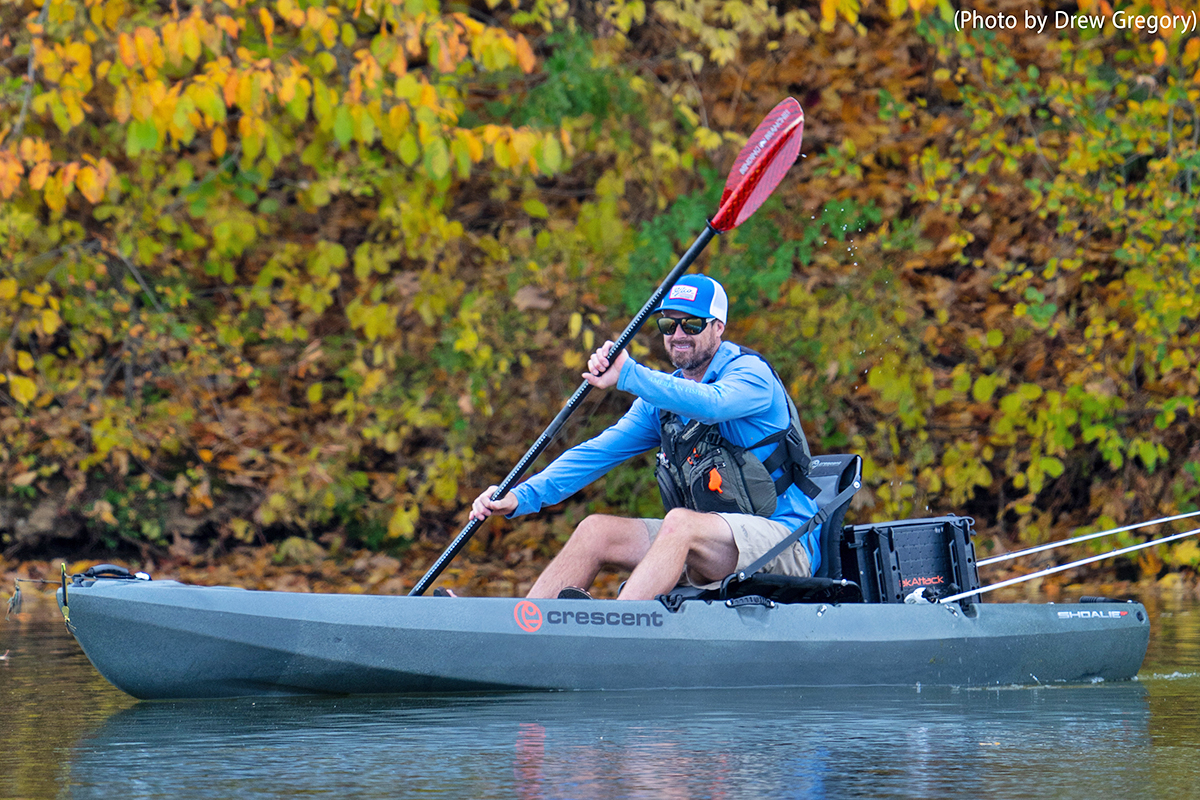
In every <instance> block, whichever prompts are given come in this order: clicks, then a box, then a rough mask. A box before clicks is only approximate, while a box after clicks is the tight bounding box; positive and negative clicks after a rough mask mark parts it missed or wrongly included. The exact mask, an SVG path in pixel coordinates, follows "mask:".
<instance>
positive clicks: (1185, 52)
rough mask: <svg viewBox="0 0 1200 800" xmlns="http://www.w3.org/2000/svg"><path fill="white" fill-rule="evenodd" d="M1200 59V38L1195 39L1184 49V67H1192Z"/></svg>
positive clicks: (1183, 61)
mask: <svg viewBox="0 0 1200 800" xmlns="http://www.w3.org/2000/svg"><path fill="white" fill-rule="evenodd" d="M1196 59H1200V38H1196V37H1193V38H1192V40H1190V41H1189V42H1188V46H1187V47H1186V48H1183V66H1186V67H1190V66H1192V65H1193V64H1195V62H1196Z"/></svg>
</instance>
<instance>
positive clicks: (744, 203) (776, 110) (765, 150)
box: [712, 97, 804, 233]
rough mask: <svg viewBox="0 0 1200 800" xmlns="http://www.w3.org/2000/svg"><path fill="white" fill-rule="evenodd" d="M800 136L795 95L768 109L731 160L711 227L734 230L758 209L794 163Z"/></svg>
mask: <svg viewBox="0 0 1200 800" xmlns="http://www.w3.org/2000/svg"><path fill="white" fill-rule="evenodd" d="M803 136H804V109H802V108H800V104H799V103H798V102H796V100H794V98H792V97H788V98H787V100H785V101H784V102H781V103H780V104H779V106H776V107H775V108H773V109H770V114H768V115H767V118H766V119H764V120H763V121H762V122H760V124H758V127H757V128H755V132H754V133H752V134H751V136H750V139H749V140H748V142H746V146H744V148H743V149H742V152H739V154H738V158H737V161H734V162H733V169H732V170H730V176H728V178H727V179H726V181H725V192H724V193H721V207H720V210H719V211H718V212H716V215H715V216H714V217H713V219H712V225H713V228H715V229H716V230H719V231H720V233H725V231H726V230H733V229H734V228H737V227H738V225H740V224H742V223H743V222H745V221H746V219H748V218H749V217H750V215H751V213H754V212H755V211H757V210H758V206H760V205H762V204H763V203H764V201H766V200H767V198H768V197H770V193H772V192H774V191H775V187H776V186H779V181H781V180H784V175H785V174H786V173H787V170H788V168H790V167H791V166H792V164H793V163H796V157H797V156H798V155H799V154H800V138H802V137H803Z"/></svg>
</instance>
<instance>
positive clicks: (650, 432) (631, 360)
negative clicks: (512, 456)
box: [510, 342, 821, 573]
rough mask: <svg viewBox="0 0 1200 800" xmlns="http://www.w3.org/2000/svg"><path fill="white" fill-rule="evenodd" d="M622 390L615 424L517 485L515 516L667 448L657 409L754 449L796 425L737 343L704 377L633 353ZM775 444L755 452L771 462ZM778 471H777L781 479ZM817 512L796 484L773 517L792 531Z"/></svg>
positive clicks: (622, 384)
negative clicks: (620, 409)
mask: <svg viewBox="0 0 1200 800" xmlns="http://www.w3.org/2000/svg"><path fill="white" fill-rule="evenodd" d="M617 389H620V390H623V391H628V392H630V393H632V395H635V396H636V398H637V399H635V401H634V404H632V407H630V409H629V411H628V413H625V415H624V416H622V417H620V420H618V421H617V423H616V425H613V426H612V427H610V428H607V429H606V431H604V432H602V433H600V434H599V435H596V437H594V438H592V439H588V440H587V441H584V443H582V444H580V445H576V446H575V447H571V449H570V450H568V451H566V452H564V453H563V455H562V456H559V457H558V458H556V459H554V461H553V462H552V463H551V464H550V465H548V467H546V469H544V470H542V471H540V473H538V474H536V475H534V476H533V477H530V479H529V480H527V481H526V482H523V483H521V485H518V486H517V487H516V488H514V489H512V493H514V494H515V495H516V498H517V507H516V509H515V510H514V511H512V513H511V515H510V516H514V517H516V516H520V515H524V513H533V512H535V511H540V510H541V509H542V507H545V506H547V505H553V504H556V503H559V501H562V500H564V499H566V498H569V497H570V495H572V494H575V493H576V492H578V491H580V489H581V488H583V487H584V486H587V485H588V483H590V482H592V481H594V480H596V479H598V477H600V476H601V475H604V474H605V473H607V471H608V470H610V469H612V468H613V467H616V465H617V464H619V463H622V462H624V461H626V459H629V458H632V457H634V456H638V455H641V453H643V452H646V451H648V450H652V449H654V447H659V446H661V445H662V431H661V423H660V421H659V409H666V410H668V411H673V413H676V414H678V415H679V417H680V419H682V420H683V422H684V423H686V422H688V421H690V420H700V421H701V422H704V423H706V425H710V423H714V422H715V423H716V427H718V429H719V431H720V433H721V435H722V437H725V438H726V439H727V440H730V441H731V443H733V444H736V445H738V446H742V447H748V446H750V445H752V444H755V443H757V441H761V440H762V439H764V438H767V437H768V435H770V434H773V433H776V432H779V431H785V429H787V427H788V426H790V425H791V414H790V413H788V409H787V396H786V395H785V389H784V385H782V384H781V383H780V381H779V380H778V379H776V378H775V374H774V373H773V372H772V369H770V366H769V365H768V363H767V362H766V361H763V360H762V359H758V357H755V356H752V355H744V356H743V355H742V354H740V350H739V348H738V347H737V345H734V344H731V343H728V342H722V343H721V345H720V348H718V350H716V353H715V354H714V355H713V360H712V362H710V363H709V366H708V371H707V372H706V373H704V379H703V380H702V381H695V380H690V379H688V378H684V377H683V373H682V371H677V372H674V373H666V372H659V371H656V369H650V368H649V367H644V366H642V365H640V363H637V362H636V361H634V360H632V359H631V357H630V359H628V360H626V361H625V365H624V366H623V367H622V371H620V375H619V378H618V380H617ZM775 446H776V445H767V446H764V447H758V449H755V450H752V451H751V452H752V453H754V455H755V456H757V457H758V458H760V459H766V458H767V457H768V456H769V455H770V453H772V452H773V451H774V449H775ZM779 475H780V471H778V470H776V473H775V474H774V475H773V477H778V476H779ZM816 512H817V507H816V504H815V503H814V501H812V500H811V499H810V498H809V497H808V495H806V494H804V492H802V491H800V489H799V488H798V487H796V486H791V487H788V489H787V491H786V492H785V493H784V494H782V495H780V497H779V500H778V503H776V506H775V513H773V515H772V516H770V518H772V519H774V521H775V522H779V523H782V524H784V525H786V527H787V528H788V529H792V530H794V529H796V528H799V527H800V525H803V524H804V523H805V522H808V519H809V518H810V517H812V516H814V515H815V513H816ZM800 542H802V546H803V547H804V549H805V552H806V553H808V555H809V564H811V565H812V571H814V573H815V572H816V570H817V567H820V565H821V548H820V546H818V542H817V531H816V530H814V531H810V533H809V534H808V535H805V536H804V537H802V539H800Z"/></svg>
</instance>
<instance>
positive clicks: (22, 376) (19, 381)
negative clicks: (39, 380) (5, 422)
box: [8, 374, 37, 405]
mask: <svg viewBox="0 0 1200 800" xmlns="http://www.w3.org/2000/svg"><path fill="white" fill-rule="evenodd" d="M8 393H10V395H12V398H13V399H14V401H17V402H18V403H20V404H22V405H29V404H30V403H32V402H34V398H35V397H37V384H35V383H34V381H32V380H30V379H29V378H25V377H24V375H13V374H10V375H8Z"/></svg>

### WHAT NEEDS TO BE DONE
Render every line of the records above as a numbered list, skipping blank lines and leaving out the pictures.

### RESULT
1. In every <instance> block, whichever prompts are given come in this order: clicks, then a box, then a rough mask. A box before clicks is only approximate, while a box after clicks is the tight bounding box; positive and negative clicks after a rough mask mark parts it missed or wrongly included. The exact mask, an SVG path in pixel coordinates, follows "mask:".
2. <instance>
3. positive clicks: (1185, 52)
4. rough mask: <svg viewBox="0 0 1200 800" xmlns="http://www.w3.org/2000/svg"><path fill="white" fill-rule="evenodd" d="M1200 59V38L1195 39L1184 49V67H1192Z"/></svg>
5. positive clicks: (1183, 61)
6. mask: <svg viewBox="0 0 1200 800" xmlns="http://www.w3.org/2000/svg"><path fill="white" fill-rule="evenodd" d="M1196 59H1200V38H1196V37H1193V38H1192V40H1190V41H1189V42H1188V46H1187V47H1186V48H1183V66H1186V67H1190V66H1192V65H1193V64H1195V62H1196Z"/></svg>
7. </instance>
8. <instance>
9. positive clicks: (744, 203) (776, 110) (765, 150)
10. box: [712, 97, 804, 233]
11. rough mask: <svg viewBox="0 0 1200 800" xmlns="http://www.w3.org/2000/svg"><path fill="white" fill-rule="evenodd" d="M800 136L795 95L768 109L731 160L711 227L734 230L758 209L794 163Z"/></svg>
12. mask: <svg viewBox="0 0 1200 800" xmlns="http://www.w3.org/2000/svg"><path fill="white" fill-rule="evenodd" d="M803 136H804V109H802V108H800V104H799V103H798V102H796V100H794V98H792V97H788V98H787V100H785V101H784V102H781V103H780V104H779V106H776V107H775V108H773V109H770V114H768V115H767V118H766V119H764V120H763V121H762V122H760V124H758V127H757V128H755V132H754V133H752V134H751V136H750V139H749V140H748V142H746V146H744V148H743V149H742V152H739V154H738V158H737V161H734V162H733V169H732V170H730V176H728V178H727V179H726V181H725V192H724V193H721V207H720V210H719V211H718V212H716V215H715V216H714V217H713V219H712V225H713V228H715V229H716V230H719V231H720V233H725V231H726V230H733V229H734V228H737V227H738V225H740V224H742V223H743V222H745V221H746V219H748V218H749V217H750V215H751V213H754V212H755V211H757V210H758V206H760V205H762V204H763V203H764V201H766V200H767V198H768V197H770V193H772V192H774V191H775V187H776V186H779V181H781V180H784V175H785V174H786V173H787V170H788V168H790V167H791V166H792V164H793V163H796V157H797V156H798V155H799V154H800V138H802V137H803Z"/></svg>
13. </instance>
14. <instance>
15. positive clicks: (650, 432) (631, 360)
16. negative clicks: (512, 456)
17. box: [510, 342, 821, 573]
18. rough mask: <svg viewBox="0 0 1200 800" xmlns="http://www.w3.org/2000/svg"><path fill="white" fill-rule="evenodd" d="M622 390L615 424L517 485L515 516L667 448L657 409L754 449L796 425L737 343L704 377L633 353ZM775 444L755 452L771 462ZM778 471H777L781 479ZM817 512L796 484L773 517L792 531Z"/></svg>
19. positive clicks: (622, 384)
20. negative clicks: (620, 409)
21. mask: <svg viewBox="0 0 1200 800" xmlns="http://www.w3.org/2000/svg"><path fill="white" fill-rule="evenodd" d="M617 389H620V390H623V391H628V392H630V393H632V395H635V396H636V398H637V399H635V401H634V404H632V407H630V409H629V411H628V413H625V415H624V416H622V417H620V420H618V421H617V423H616V425H613V426H612V427H610V428H607V429H606V431H604V432H602V433H600V434H599V435H596V437H594V438H592V439H588V440H587V441H584V443H582V444H580V445H576V446H575V447H571V449H570V450H568V451H566V452H564V453H563V455H562V456H559V457H558V458H556V459H554V461H553V462H552V463H551V464H550V465H548V467H546V469H544V470H542V471H540V473H538V474H536V475H534V476H533V477H530V479H529V480H527V481H526V482H523V483H521V485H518V486H517V487H516V488H514V489H512V493H514V494H515V495H516V498H517V507H516V509H515V510H514V511H512V513H511V515H510V516H514V517H516V516H520V515H524V513H533V512H535V511H540V510H541V509H542V507H545V506H547V505H553V504H556V503H559V501H562V500H564V499H566V498H569V497H570V495H572V494H575V493H576V492H578V491H580V489H581V488H583V487H584V486H587V485H588V483H590V482H592V481H594V480H596V479H598V477H600V476H601V475H604V474H605V473H607V471H608V470H610V469H612V468H613V467H616V465H617V464H619V463H622V462H624V461H626V459H629V458H632V457H634V456H638V455H641V453H643V452H646V451H648V450H652V449H654V447H659V446H661V445H662V431H661V423H660V421H659V409H666V410H668V411H673V413H676V414H678V415H679V417H680V419H682V420H683V422H684V423H686V422H688V421H690V420H700V421H701V422H704V423H706V425H710V423H714V422H715V423H716V427H718V429H719V431H720V433H721V435H722V437H725V438H726V439H727V440H730V441H731V443H733V444H736V445H738V446H742V447H748V446H750V445H752V444H755V443H757V441H761V440H762V439H764V438H767V437H768V435H770V434H773V433H776V432H779V431H785V429H787V427H788V426H790V425H791V414H790V413H788V409H787V396H786V395H785V389H784V385H782V384H781V383H780V381H779V380H778V379H776V378H775V374H774V373H773V372H772V369H770V366H769V365H768V363H767V362H766V361H763V360H762V359H758V357H755V356H752V355H744V356H743V355H742V354H740V350H739V348H738V347H737V345H734V344H731V343H728V342H722V343H721V345H720V348H718V350H716V353H715V354H714V355H713V360H712V362H710V363H709V366H708V371H707V372H706V373H704V379H703V380H702V381H695V380H690V379H688V378H684V377H683V373H682V371H677V372H674V373H666V372H659V371H656V369H650V368H649V367H644V366H642V365H640V363H637V362H636V361H634V360H632V359H631V357H630V359H628V360H626V361H625V365H624V366H623V367H622V371H620V375H619V378H618V380H617ZM775 446H776V445H767V446H764V447H758V449H755V450H752V451H751V452H752V453H754V455H755V456H757V457H758V458H760V459H766V458H767V457H768V456H769V455H770V453H772V452H773V451H774V449H775ZM779 475H780V471H778V470H776V473H775V474H774V475H773V477H778V476H779ZM816 512H817V507H816V504H815V503H814V501H812V500H811V499H810V498H809V497H808V495H806V494H804V492H802V491H800V489H799V488H798V487H796V486H791V487H788V489H787V491H786V492H785V493H784V494H782V495H780V497H779V500H778V503H776V506H775V513H773V515H772V516H770V518H772V519H774V521H775V522H779V523H782V524H784V525H786V527H787V528H788V529H792V530H794V529H796V528H799V527H800V525H803V524H804V523H805V522H808V519H809V518H810V517H812V516H814V515H815V513H816ZM800 542H802V546H803V547H804V549H805V552H806V553H808V555H809V564H811V565H812V571H814V573H815V572H816V570H817V567H820V565H821V548H820V546H818V542H817V531H816V530H814V531H810V533H809V534H808V535H805V536H804V537H802V539H800Z"/></svg>
22. </instance>
23. <instance>
24. positive clicks: (22, 376) (19, 381)
25. negative clicks: (39, 380) (5, 422)
26. box: [8, 374, 37, 405]
27. mask: <svg viewBox="0 0 1200 800" xmlns="http://www.w3.org/2000/svg"><path fill="white" fill-rule="evenodd" d="M8 393H10V395H12V398H13V399H14V401H17V402H18V403H20V404H22V405H29V404H30V403H32V402H34V398H35V397H37V384H35V383H34V381H32V380H30V379H29V378H25V377H24V375H13V374H10V375H8Z"/></svg>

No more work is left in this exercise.